**Problem statement:** Please state the weekly total of active minutes that the fitness guide says to aim for.

**Document section:**
========================
A lifetime of fitness offers many benefits like:
- Decreasing your risk of health problems, such as heart disease, high blood pressure, diabetes, and some types of cancer
- Managing your weight
- Helping you sleep better
- Preventing or relieving stress, depression, and back problems
- Boosting your energy
You need to continue exercising to keep these benefits. Your main goal is to make fitness a lifetime commitment. Build a fitness plan that you can stick with. Choose activities you like. Go slowly, especially when just starting out. Work up to being active 30 minutes on most days. Aim for a total of 150 or more minutes a week.
Why be fit?
People who are physically fit:
- Are more alert and productive
- Have more energy, both physically and mentally
- Handle stress better
- Sleep better
- Are less prone to injury
Check your health first
If you answer yes to any of the questions below, you should talk to your healthcare provider before starting a fitness program:
- Has a healthcare provider ever said you have heart trouble?
- Do you ever have chest pains?
- Do you often feel faint or have dizzy spells?
========================
**Dataset:**

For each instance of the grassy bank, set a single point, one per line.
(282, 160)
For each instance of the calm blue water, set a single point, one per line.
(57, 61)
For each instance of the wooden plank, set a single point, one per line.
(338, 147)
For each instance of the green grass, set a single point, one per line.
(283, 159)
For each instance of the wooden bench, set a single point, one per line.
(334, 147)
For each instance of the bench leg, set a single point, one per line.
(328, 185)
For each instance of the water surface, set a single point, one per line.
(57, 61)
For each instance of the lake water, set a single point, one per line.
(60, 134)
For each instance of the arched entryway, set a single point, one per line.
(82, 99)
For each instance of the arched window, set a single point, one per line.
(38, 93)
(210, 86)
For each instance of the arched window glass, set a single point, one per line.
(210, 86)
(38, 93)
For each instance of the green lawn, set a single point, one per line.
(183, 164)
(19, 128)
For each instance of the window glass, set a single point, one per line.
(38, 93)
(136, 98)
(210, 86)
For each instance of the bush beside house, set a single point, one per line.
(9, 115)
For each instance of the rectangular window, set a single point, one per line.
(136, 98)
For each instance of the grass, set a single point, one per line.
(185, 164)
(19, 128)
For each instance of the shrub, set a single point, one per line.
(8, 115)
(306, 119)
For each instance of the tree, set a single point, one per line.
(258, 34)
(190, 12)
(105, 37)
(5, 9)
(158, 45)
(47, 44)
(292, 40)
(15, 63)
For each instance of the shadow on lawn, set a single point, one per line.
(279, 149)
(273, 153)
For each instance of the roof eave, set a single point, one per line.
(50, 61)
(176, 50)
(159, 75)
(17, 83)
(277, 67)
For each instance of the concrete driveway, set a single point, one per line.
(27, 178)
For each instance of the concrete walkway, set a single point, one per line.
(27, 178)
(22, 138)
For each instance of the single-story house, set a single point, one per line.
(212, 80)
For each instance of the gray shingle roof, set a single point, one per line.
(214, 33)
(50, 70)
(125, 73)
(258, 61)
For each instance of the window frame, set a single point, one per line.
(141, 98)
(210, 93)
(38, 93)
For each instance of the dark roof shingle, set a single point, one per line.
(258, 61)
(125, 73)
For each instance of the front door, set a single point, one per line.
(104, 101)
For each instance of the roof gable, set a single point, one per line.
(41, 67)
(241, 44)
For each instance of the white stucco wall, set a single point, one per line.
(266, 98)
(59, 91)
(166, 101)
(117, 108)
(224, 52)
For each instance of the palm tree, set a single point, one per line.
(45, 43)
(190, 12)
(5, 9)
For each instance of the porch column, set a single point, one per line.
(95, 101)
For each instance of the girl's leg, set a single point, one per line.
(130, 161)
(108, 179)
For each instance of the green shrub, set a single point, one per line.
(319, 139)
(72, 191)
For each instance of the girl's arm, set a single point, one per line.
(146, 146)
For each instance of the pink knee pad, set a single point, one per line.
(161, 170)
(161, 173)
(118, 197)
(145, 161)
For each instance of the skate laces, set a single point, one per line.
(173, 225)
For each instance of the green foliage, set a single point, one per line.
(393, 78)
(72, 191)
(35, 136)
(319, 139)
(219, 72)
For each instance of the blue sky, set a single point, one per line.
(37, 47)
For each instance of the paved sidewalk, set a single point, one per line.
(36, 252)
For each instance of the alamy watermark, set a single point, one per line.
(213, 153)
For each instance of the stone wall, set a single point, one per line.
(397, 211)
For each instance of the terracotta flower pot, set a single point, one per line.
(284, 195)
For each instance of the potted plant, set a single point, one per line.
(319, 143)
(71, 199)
========================
**Written solution:** A total of 150 or more minutes a week.